▶ _Records to process_:
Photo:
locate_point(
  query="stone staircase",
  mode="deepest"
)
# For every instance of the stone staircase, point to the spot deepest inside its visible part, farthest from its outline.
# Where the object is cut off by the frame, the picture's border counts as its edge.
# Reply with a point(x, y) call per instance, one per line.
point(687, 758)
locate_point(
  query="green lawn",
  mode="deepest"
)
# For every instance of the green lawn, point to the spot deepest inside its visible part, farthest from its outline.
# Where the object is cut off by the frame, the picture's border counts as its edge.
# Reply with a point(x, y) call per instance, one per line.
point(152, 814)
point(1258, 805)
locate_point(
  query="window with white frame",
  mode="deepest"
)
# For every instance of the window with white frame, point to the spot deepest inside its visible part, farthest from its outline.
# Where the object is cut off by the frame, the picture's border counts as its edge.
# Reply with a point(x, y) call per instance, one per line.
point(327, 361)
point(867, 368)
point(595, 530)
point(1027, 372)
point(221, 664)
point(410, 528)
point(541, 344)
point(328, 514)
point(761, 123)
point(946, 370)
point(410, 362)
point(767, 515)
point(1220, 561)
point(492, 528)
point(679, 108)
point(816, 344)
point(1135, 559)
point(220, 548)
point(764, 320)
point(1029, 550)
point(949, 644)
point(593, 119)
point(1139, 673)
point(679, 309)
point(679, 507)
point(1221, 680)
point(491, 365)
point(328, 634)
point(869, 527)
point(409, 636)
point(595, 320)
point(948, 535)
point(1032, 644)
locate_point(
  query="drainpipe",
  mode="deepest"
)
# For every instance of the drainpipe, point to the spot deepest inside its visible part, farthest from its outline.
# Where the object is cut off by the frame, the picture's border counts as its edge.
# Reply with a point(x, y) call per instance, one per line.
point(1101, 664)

▶ _The task_: The lines to copy are those above that contain the string "white".

▶ _Written answer_:
  query="window with white frame",
# For every instance of the window with white frame, point to the spot deepest inside its visible part, farthest from its outline.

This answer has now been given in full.